Ujjivan Financial
IPO opens on April 28, 2016
with Price
Band of Rs. 207 – Rs. 210
Price Band: Rs. 207 to Rs. 210 per Equity Share of Face Value of Rs. 10
each
The Floor Price is 20.7 times the Face Value and the
Cap Price is 21 times the Face Value
Bids can be made for a minimum of 70 Equity Shares and
in multiples of 70 Equity Shares thereafter
·
Fresh Issue of Equity Shares aggregating up to Rs. 3,581.61 million**
·
Offer for Sale of up to 24,968,332 Equity Shares by
the Selling Shareholders
·
Bid/Offer Opening Date – April 28, 2016 and Bid/Offer Closing
Date – May 02, 2016
*APPLICATIONS SUPPORTED BY BLOCKED
AMOUNT (ASBA):
Investors have to apply
through the ASBA process. ASBA has to be availed by all the investors except
anchor investors. For details on the ASBA process, please refer to the details
given in the ASBA Form and Abridged Prospectus and also please refer to “Offer
Procedure” on page 239 of the RHP. ASBA Forms can also be downloaded from the
websites of BSE and NSE. ASBA Forms can be obtained from the list of banks that
is available on the website of SEBI at www.sebi.gov.in. ASBA Form can be
obtained from Syndicate, SCSBs, Registered Brokers, RTAs and CDPs, the list of
which is available on the website of SEBI at http://www.sebi.gov.in/sebiweb/home/5/33/0/0/Recognised-Intermediaries.
** THE COMPANY HAS, IN CONSULTATION WITH THE BRLMS,
UNDERTAKEN A PRE-IPO PLACEMENT OF 14,236,057 EQUITY SHARES FOR CASH
CONSIDERATION AGGREGATING TO Rs. 2,918.39 MILLION. THE SIZE OF THE FRESH ISSUE AS
DISCLOSED IN THE DRAFT RED HERRING PROSPECTUS DATED DECEMBER 31, 2015, BEING Rs. 6,500 MILLION, HAS BEEN REDUCED ACCORDINGLY.
Ujjivan Financial Services Ltd. (“UFS” or the “Company”) is a Non Banking Financial Company – Micro Finance Institution
(“NBFC-MFI”) which started
operations in 2005 as a Non Banking Financial Company (“NBFC”). As of December 31, 2015, UFS has served over 2.77 million
active customers across 24 states and union territories through a network of
470 branches and 7,862 employees. The IPO opens on April 28,
2016 and closes on May 02, 2016, with a price band of ` 207 – ` 210 per Equity Share of
face value of ` 10 each. The Anchor
Investor Bid/Offer Period shall be one Working Day prior to the Bid/Offer
Opening Date, i.e. April 27, 2016.
The
IPO consists of a fresh issue of Equity Shares aggregating up to ` 3,581.61 million by the Company and an offer for sale
of up to 24,968,332 Equity Shares by Elevar, FMO, IFC, IFIF, MUC, Sarva
Capital, WCP and WWB. The Company, in consultation with the BRLMs, has
completed a Pre-IPO Placement of 14,236,057 Equity Shares for cash
consideration aggregating to ` 2,918.39
million. The size of the Fresh Issue as disclosed in the Draft Red Herring Prospectus
dated December 31, 2015, being ` 6,500 million,
has been reduced accordingly.
The
Offer is being made through the Book Building Process, wherein 50% of the Offer
shall be allocated on a proportionate basis to Qualified Institutional Buyers
(“QIB Portion”). The Company and the
Selling Shareholders, in consultation with the BRLMs, may allocate up to 60% of
the QIB Portion to Anchor Investors on a discretionary basis (“Anchor Investor Portion”), at the
Anchor Investor Allocation Price.

WRITTEN EXERCISE 1:
According to the IPO announcement, what is the minimum number of Equity Shares for which a bid can be made?
The IPO announcement and the records come from unrelated sources.

TASK INPUTS:
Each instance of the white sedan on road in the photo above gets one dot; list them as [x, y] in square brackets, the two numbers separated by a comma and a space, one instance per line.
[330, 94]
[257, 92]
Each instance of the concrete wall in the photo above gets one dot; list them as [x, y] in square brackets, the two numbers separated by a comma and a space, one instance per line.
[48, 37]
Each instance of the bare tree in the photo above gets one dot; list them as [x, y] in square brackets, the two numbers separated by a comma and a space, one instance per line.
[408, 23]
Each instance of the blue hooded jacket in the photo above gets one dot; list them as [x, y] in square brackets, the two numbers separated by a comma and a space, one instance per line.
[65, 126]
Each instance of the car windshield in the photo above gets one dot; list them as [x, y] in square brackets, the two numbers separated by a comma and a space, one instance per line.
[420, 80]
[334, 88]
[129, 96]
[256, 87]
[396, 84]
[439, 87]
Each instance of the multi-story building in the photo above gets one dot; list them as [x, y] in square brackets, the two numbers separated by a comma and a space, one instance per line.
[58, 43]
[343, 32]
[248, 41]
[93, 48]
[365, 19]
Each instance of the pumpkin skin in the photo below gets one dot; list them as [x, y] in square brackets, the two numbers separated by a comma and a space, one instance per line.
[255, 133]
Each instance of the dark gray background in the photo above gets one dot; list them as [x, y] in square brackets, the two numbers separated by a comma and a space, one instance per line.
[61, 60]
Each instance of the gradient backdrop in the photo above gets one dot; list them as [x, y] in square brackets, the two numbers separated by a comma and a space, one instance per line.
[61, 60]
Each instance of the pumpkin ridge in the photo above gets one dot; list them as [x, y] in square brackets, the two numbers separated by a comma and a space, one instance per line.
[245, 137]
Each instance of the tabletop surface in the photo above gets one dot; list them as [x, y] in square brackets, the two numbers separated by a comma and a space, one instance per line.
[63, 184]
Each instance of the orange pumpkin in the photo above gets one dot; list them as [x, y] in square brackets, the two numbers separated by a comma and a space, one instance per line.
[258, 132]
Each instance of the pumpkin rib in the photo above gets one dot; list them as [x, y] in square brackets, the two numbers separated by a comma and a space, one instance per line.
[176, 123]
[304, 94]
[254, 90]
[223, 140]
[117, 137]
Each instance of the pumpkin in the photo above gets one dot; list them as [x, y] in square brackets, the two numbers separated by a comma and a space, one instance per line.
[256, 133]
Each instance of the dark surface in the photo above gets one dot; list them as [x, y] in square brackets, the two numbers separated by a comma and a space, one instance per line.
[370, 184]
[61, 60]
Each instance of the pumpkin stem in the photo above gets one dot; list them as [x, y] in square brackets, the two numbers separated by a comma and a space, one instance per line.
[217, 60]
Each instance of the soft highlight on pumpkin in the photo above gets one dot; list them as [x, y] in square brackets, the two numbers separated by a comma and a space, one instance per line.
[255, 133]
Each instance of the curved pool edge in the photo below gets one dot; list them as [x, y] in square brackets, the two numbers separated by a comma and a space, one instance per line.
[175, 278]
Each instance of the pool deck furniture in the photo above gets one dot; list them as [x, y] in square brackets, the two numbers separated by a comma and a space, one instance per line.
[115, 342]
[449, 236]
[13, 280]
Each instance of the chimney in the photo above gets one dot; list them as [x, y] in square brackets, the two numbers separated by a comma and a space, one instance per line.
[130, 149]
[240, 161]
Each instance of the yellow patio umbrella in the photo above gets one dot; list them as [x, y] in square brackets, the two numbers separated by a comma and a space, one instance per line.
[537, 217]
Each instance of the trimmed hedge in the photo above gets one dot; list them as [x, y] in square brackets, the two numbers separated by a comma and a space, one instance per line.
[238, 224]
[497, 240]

WRITTEN EXERCISE 2:
Write out the records again, starting at the line containing "Each instance of the pool" and ending at the last line of the records, with both ends and all requests included. Scale every coordinate in the answers by 2.5 and round each to a whole number, rounding halves up. Give only those lines.

WRITTEN ANSWER 1:
70 Equity Shares, with further bids in multiples of 70.

WRITTEN ANSWER 2:
Each instance of the pool deck furniture in the photo above gets one dot; list them as [x, y] in square brackets, the two numbers separated by a comma and a space, one instance per line.
[288, 855]
[1123, 590]
[33, 700]
Each instance of the chimney in the photo above gets one dot; list them as [x, y] in square brackets, the two numbers separated by a comma and a space, one instance per line.
[325, 373]
[600, 403]
Each instance of the yellow patio umbrella in the photo above gets one dot; list them as [x, y] in square brackets, the two numbers separated by a comma and a space, one instance per line.
[1343, 543]
Each instance of the trimmed hedge in the photo above gets one dot; list them as [x, y] in square brackets, the two numbers separated by a comma and a space, one instance per line.
[595, 560]
[1243, 600]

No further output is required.